▸ Selection:
·····

Believe it or not, it begins (and to a degree, ends) with Singer sewing machine company. A collective wtf? Reverberates through the universe.
After the war, Singer contracted the Tsukada family to make sewing machine cabinets. The Tsukada family had manufactured butsudan, the altars in every Japanese home, for more than twenty generations:
I think it's very important to understanding the difference between Japanese and American attitudes for what happened next. Butsudan are by their nature the best woodworking on the planet, and every one is different. They reflect the status of the family that commissions them, as well as the maker:
http://tinyurl.com/pyrp8t6 (feast your eyes, gentlemen)
Imagine ten or more generations of your own family using the same family firm to craft altars for your home, and all of your relatives as well. Each customized to the smallest detail, while reflecting your family's particular style and status.
Fortunately the sewing machine market tanked, and the Singer/Tsukada company, Matsumoku began making guitars (mostly from wood left over from making butsudan) like Guyatone, Vox and Teisco Del Rey. With acoustics, they started with classical guitars and flattops, and quickly moved to archtops.
From Matsumoku's Wikipedia page:
https://en.m.wikipedia.org/wiki/Matsumoku quote:Matsumoku produced guitars, or parts of guitars, for Vox, Guyatone, FujiGen Gakki, Kanda Shokai (Greco), Hoshino Gakki (Ibanez), Nippon Gakki (Yamaha), Aria and Norlin (parent company of Gibson). American owned Unicord contracted Matsumoku to build most of its Univox and Westbury guitars. St. Louis Music Company imported Matsumoku built Electra Guitars. J. C. Penney sold Matsumoku built Skylark guitars through its catalog division. Matsumoku built many early Greco guitars as well as Memphis, Vantage, Westbury, Westminster, Cutler, Lyle and Fell. Washburn Guitars contracted Matsumoku to build most of its electric guitars from 1979 through 1987. Though the names above reflect Matsumoku's involvement, many of the names were later sold to other companies, which made completely different guitars in quality and sound.
In 1979, Matsumoku began to market its own guitars under the Westone name. ...
Confused yet? I know I am. From a guitar construction viewpoint, the earliest models had glaring deficiencies: the wood, glue and binding all reacted horribly to America's drier climate. The way Matsumoku addressed those issues were what led to the Alembic-inspired instruments we're discussing.
I'd like to return to the topic of the differences between Japanese and American guitar companies for a second, because it's only important to the point that both started moving their manufacturing operations to other Asian countries like the Philipines, Korea and Indonesia. Most of the instruments we're discussing were from the period that Japanese companies excelled at innovation and dependability (Toyotas and Datsuns from the 70s are still on the road. When's the last time you saw a Chevy Vega or Ford Granada?)
One of the VPs at Daddy's grew up in Japan and dealt with Japanese companies a lot. He said that everything was oriented towards teamwork. So each brand within a company was organized in independent autonomous groups (like the MacIntosh team within Apple), and each innovation or method was shared freely with all the other groups.
So if someone at Westone came up with (or stole ) an idea or method, by Friday Ibanez and Washburn would be doing it, too. (How well do you think Gibson, Fender and Martin would have shared info?)
Thus they arrived at neck-thru construction because they realized that the neck pocket acted as a hinge. (Or they just stole it from Alembic.) Matsumoku guitars began using three-piece laminated necks, with the grain of the middle lam at a 90 degree angle. They used better glues and binding material, brass hardware (as someone pointed out: sustain blocks).

·····

▸ Instructions for the task:
According to the post on Matsumoku guitars, under what name did Matsumoku start selling its own guitars in 1979?

·····

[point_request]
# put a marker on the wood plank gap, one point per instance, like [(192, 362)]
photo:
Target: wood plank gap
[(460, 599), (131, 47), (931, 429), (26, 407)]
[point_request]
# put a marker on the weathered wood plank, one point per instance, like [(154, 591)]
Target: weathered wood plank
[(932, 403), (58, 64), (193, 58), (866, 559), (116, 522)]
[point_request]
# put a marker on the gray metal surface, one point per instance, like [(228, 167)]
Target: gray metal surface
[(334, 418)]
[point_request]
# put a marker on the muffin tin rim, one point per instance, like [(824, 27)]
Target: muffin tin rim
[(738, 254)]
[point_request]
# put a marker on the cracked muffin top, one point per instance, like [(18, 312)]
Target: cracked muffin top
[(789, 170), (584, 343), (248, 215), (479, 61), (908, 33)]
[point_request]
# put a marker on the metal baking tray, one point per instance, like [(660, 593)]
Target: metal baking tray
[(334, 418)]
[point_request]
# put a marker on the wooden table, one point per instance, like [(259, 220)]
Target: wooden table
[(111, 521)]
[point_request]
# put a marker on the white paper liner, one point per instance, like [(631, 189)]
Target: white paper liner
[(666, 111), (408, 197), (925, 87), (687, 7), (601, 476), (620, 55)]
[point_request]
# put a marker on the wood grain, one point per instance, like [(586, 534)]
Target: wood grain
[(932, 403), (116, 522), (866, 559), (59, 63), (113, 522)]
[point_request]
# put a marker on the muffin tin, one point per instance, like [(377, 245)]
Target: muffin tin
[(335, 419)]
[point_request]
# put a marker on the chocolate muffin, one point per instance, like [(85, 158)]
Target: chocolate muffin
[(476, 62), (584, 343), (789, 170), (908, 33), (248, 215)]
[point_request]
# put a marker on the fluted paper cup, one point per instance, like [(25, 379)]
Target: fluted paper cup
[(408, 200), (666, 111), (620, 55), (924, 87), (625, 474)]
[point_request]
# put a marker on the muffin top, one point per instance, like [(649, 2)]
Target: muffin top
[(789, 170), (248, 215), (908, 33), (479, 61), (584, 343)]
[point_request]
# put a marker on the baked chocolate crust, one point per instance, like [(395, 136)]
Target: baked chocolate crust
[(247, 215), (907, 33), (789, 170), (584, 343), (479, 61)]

·····

▸ Exercise response:
Westone